Answer these from the forum thread on wind power in Portugal below:
(a) What share of Portugal's total production did wind energy make up in 2009?
(b) What source did siobhanwf name for the wind power figures?
(c) Besides hot water, what does PETERFC plan to use solar for?

**DOCUMENT TEXT**
==========

# Wind Power in PORTUGAL



## siobhanwf (Mar 20, 2009)

In December 2009, there was 3,535 MW of wind power nameplate capacity installed in Portugal, with another 287 under construction. In 2009, Portugal generated 7.493 TWh of wind energy, or 15% of its total production, putting it just above Spain and only behind Denmark, as *the second highest wind power mix contribution in the World*


----------



## PETERFC (Apr 3, 2009)

*Reply*



siobhanwf said:


> In December 2009, there was 3,535 MW of wind power nameplate capacity installed in Portugal, with another 287 under construction. In 2009, Portugal generated 7.493 TWh of wind energy, or 15% of its total production, putting it just above Spain and only behind Denmark, as *the second highest wind power mix contribution in the World*



Hi Siobhan

Very interesting information. Is it possible to post a link as i would like to see the whole article. 

Peterfc 666?


----------



## siobhanwf (Mar 20, 2009)

Found it on WIKPEDIA

Wind power in Portugal - Wikipedia, the free encyclopedia


----------



## siobhanwf (Mar 20, 2009)

ALSO WORTH LOOKING AT:

Renewable Energy Capacities by Country


----------



## PETERFC (Apr 3, 2009)

*Reply*



Siobhan said:


> Found it on WIKPEDIA
> 
> Wind power in Portugal - Wikipedia, the free encyclopedia




Hi Siobhan

Thanks for those very interesting links.

Peterfc 666?


----------



## siobhanwf (Mar 20, 2009)

Must admit that we have had solar panels put in the house at the beginning of December for domestic hot water and it had been brilliant. If anything the water has been TOO HOT!


----------



## PETERFC (Apr 3, 2009)

*Reply*



siobhanwf said:


> Must admit that we have had solar panels put in the house at the beginning of December for domestic hot water and it had been brilliant. If anything the water has been TOO HOT!


Hi Siobhan

I intend to add Solar for hot water but also to use for underfloor heating. After the weather that has been report on Forums of constant rain this just goes to show the system just works. Good to here and great help for me in preparing to make my move " when the divorce is finished"

Thanks for that

Peterfc 666?


----------

==========

**ENTRIES SUPPLIED**
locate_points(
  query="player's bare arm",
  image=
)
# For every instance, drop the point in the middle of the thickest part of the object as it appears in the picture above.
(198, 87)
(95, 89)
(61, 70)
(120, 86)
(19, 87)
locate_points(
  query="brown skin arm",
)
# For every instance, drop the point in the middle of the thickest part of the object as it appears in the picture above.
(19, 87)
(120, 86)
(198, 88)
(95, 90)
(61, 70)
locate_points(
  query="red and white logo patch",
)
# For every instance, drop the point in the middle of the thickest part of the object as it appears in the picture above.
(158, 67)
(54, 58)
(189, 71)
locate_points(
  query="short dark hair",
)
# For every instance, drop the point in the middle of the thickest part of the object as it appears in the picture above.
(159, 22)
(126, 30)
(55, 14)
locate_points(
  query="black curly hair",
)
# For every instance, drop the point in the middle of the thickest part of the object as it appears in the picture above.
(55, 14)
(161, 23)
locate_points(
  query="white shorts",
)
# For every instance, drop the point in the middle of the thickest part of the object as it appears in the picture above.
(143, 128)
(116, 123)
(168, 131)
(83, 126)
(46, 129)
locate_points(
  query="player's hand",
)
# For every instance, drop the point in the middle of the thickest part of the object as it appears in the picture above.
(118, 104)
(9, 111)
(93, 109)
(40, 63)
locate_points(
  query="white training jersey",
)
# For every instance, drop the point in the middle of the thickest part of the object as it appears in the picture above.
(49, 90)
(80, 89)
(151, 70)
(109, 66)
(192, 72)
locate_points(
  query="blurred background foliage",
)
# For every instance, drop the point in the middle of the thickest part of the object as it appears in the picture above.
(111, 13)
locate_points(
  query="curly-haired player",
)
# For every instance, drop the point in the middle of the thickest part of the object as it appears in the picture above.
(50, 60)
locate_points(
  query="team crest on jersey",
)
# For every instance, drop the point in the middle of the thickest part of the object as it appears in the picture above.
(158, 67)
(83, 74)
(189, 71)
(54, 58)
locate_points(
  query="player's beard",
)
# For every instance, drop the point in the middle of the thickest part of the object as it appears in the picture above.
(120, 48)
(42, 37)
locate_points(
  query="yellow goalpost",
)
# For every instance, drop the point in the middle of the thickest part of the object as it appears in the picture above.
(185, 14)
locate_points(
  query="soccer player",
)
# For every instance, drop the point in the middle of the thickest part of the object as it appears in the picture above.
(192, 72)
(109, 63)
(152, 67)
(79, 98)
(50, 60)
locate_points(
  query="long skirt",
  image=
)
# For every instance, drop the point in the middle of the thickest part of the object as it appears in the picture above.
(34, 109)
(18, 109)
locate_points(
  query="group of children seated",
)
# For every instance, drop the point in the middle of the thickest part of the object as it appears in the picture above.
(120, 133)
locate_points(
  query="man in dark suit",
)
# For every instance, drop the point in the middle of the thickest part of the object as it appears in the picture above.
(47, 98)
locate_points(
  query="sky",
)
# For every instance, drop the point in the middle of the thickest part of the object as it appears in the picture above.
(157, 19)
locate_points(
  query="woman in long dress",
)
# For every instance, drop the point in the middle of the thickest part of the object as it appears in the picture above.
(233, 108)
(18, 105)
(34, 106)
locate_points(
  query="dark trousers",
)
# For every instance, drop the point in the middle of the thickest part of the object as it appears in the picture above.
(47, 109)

==========

**EXERCISE ANSWER**
(a) 15%
(b) Wikipedia
(c) Underfloor heating